COMPITI DA SVOLGERE:
[A] Rispondi in base al testo proposto su Rosemary e il suo programma:
(i) Per quale causa Pascasie è disabile?
(ii) Come si intitola il documentario del 2020 sul programma di Rosemary?
(iii) Che cosa alleva Maria Baden nella sua fattoria di Gerringong?
[B] Scrivi il seguito del testo proposto su Rosemary e il suo programma di scambio culturale, a partire dall'ultima frase.

Pascasie ha incontrato Rosemary per strada quando quest’ultima le si è avvicinata per chiederle perché non indossava un maglione nonostante facesse freddo. Rosemary ha fatto subito amicizia con Pascasie e ha scoperto che era disabile a causa di un’infezione infantile da polio che le rendeva difficile trovare lavoro.
Rosemary l’ha presentata a un’organizzazione per i diritti dei disabili che le ha fornito supporto, compresa una migliore assistenza sanitaria e una casa con due camere da letto in cui ora vive con i suoi tre figli. Pascasie ha anche trovato un nuovo lavoro come assistente sociale presso un’organizzazione locale senza scopo di lucro che sostiene i migranti e i rifugiati africani.
Con l’aiuto di Rosemary, Pascasie ha superato la sua paura di uscire e ha incontrato persone che non la consideravano semplicemente una rifugiata.
“Comincio a ricordare che ‘oh, devo ricominciare a vivere’. Posso costruire di nuovo la mia vita e avere un futuro”, ha detto.
Il programma di scambio culturale di Rosemary, soggetto di un documentario del 2020 chiamato Rosemary’s Way, ha aiutato i nuovi arrivati come Pascasie a promuovere relazioni durature tra i rifugiati e la gente del posto.
Maria Baden, 69 anni, vive in una fattoria a Gerringong, sulla costa del Nuovo Galles del Sud a sud di Sydney, dove alleva bestiame per produrre carne Wagyu. Ha incontrato Rosemary nel 2007 ad un evento per donne ed è stata subito colpita dalla sua abilità nel gestire le sessioni e dal modo in cui “faceva ridere tutti”. Le due sono diventate amiche e Maria ha iniziato ad aiutare Rosemary con il programma di scambio culturale.

DATI IN ESAME:
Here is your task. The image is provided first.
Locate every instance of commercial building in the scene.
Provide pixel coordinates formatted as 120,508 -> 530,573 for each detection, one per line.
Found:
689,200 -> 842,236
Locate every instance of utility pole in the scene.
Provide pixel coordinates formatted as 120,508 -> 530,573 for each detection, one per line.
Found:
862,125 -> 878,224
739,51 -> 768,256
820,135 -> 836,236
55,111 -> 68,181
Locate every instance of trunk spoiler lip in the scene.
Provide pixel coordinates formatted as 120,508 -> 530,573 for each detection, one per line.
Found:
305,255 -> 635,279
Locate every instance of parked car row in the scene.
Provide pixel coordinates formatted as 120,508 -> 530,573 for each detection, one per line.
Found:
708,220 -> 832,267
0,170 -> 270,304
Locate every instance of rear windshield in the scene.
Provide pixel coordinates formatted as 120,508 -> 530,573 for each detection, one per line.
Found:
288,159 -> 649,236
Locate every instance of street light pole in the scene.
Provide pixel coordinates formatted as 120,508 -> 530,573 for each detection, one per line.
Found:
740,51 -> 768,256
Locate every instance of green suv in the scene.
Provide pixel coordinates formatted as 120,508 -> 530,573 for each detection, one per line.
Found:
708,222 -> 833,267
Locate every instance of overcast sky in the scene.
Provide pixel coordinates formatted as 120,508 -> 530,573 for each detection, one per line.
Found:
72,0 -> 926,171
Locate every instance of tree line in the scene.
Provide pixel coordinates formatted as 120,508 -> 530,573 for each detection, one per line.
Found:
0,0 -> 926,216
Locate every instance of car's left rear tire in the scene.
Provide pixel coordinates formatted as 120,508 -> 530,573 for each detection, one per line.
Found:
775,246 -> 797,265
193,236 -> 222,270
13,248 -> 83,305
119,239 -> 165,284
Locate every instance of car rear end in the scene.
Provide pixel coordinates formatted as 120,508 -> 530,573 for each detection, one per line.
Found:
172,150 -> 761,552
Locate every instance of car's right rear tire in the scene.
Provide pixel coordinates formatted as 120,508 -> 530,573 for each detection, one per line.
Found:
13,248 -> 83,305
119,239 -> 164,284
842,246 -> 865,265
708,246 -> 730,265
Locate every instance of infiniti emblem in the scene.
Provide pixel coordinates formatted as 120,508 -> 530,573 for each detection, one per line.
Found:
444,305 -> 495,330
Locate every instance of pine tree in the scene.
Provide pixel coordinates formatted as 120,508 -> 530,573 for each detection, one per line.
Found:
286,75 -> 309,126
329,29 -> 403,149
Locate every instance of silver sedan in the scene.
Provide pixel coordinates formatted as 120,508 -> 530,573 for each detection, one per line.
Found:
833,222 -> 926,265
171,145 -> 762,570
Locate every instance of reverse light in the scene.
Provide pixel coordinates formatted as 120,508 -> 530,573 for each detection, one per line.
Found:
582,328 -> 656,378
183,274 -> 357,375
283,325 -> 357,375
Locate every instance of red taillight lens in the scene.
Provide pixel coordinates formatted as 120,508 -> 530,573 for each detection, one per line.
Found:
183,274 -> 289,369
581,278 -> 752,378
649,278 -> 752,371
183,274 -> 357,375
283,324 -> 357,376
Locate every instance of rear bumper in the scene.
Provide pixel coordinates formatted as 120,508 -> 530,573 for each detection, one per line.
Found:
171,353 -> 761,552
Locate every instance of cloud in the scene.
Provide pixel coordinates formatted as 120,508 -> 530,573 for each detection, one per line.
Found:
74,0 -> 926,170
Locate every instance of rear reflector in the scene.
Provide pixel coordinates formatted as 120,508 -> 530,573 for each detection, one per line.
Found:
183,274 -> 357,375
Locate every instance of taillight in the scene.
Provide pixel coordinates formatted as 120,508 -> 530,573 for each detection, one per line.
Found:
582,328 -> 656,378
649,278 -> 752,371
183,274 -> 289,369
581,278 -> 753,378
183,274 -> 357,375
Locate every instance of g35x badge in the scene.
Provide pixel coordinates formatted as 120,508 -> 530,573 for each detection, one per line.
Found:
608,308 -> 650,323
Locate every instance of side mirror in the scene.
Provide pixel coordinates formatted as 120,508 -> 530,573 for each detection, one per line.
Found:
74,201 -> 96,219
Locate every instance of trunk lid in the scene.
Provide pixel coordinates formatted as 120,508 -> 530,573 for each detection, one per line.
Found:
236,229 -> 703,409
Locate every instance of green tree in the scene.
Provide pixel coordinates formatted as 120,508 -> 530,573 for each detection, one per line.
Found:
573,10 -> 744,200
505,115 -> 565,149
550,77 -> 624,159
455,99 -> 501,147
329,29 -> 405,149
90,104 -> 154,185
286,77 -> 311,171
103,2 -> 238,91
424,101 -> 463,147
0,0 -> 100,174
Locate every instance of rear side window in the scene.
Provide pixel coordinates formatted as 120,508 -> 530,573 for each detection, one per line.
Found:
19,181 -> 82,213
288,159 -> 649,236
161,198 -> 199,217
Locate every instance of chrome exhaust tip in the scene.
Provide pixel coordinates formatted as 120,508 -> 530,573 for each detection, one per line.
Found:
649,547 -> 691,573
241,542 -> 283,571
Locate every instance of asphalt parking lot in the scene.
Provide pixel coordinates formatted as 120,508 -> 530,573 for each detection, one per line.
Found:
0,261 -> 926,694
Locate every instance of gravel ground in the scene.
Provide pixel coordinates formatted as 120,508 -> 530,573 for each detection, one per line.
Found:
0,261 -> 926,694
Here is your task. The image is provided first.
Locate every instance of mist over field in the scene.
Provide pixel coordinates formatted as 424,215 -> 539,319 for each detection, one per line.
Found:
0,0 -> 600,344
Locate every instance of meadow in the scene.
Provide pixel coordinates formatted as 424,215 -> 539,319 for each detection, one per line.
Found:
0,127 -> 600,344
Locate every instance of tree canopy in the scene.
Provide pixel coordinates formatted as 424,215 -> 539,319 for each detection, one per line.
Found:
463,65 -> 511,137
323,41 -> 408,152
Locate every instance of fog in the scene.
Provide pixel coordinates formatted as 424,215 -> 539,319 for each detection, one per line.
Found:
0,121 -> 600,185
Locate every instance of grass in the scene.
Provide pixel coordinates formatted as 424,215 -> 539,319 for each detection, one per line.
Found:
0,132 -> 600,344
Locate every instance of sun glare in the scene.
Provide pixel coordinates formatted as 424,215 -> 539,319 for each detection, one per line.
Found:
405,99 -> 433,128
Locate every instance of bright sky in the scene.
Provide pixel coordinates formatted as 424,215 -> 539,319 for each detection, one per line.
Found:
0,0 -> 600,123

RISPOSTE SCRITTE:
[A]
(i) A causa di un'infezione infantile da polio.
(ii) Rosemary's Way.
(iii) Bestiame per produrre carne Wagyu.

[B]
La prima volta che Maria ha ospitato un evento nella sua fattoria per far incontrare i rifugiati con la gente del posto, più di 36 donne rifugiate hanno condiviso i loro piatti tipici e le loro storie con le famiglie locali. Maria, che è organizzata e attenta ai dettagli, si è meravigliata di come Rosemary abbia semplicemente improvvisato “guidata dallo spirito” per indirizzare ogni ospite verso la famiglia locale più appropriata. Sembrava funzionare. Una donna del Sud Sudan e sua figlia hanno subito iniziato una conversazione con una vedova locale e sua figlia. Le due vedove hanno subito capito di avere qualcosa in comune.
“La donna locale aveva perso il marito in un incidente causato da un fulmine, mentre la donna sudanese aveva perso il marito in guerra nella stessa data”, ha detto Maria.
Rosemary pensa anche che sia importante che le donne migranti e rifugiate si mescolino tra loro. Nel 2006, ha aiutato ad avviare il gruppo delle donne africane. Invita le donne a ballare, socializzare e mangiare insieme con l’obiettivo di condividere informazioni su questioni che vanno dall’abuso alla genitorialità. La prima cena ha avuto come ospite principale una donna sopravvissuta alla violenza domestica. Il lunedì successivo, 20 donne che avevano partecipato all’evento sono andate alla stazione di polizia per denunciare i loro episodi di violenza domestica.
“Mi piace il fatto che siamo in grado di riunire tutte queste donne in uno spazio sicuro”, ha detto Edith “Ida” Nganga, dal Kenya, che aiuta il gruppo e ha partecipato ad un recente evento a sorpresa per celebrare il premio di Rosemary.
“Quando ha vinto, mi sono sentita come se fossi io a vincere. Lei è la prima africana a vincere questo grande premio”, ha detto Ida.
Il sogno di Rosemary è quello di poter pagare il suo mutuo e dedicarsi a tempo pieno ai suoi progetti a sostegno delle donne.
Il suo modello è la conduttrice americana di talk show Oprah Winfrey, che ha parlato apertamente degli abusi che ha subito da bambina e ha dato ad altre sopravvissute una piattaforma per condividere le loro esperienze.
“Amo Oprah”, ha detto Rosemary. “Mi ispira molto – come ha superato lo stupro, ha perso il suo bambino, ma ha continuato ad andare avanti e non ha mollato. Mi ispira ad andare avanti”.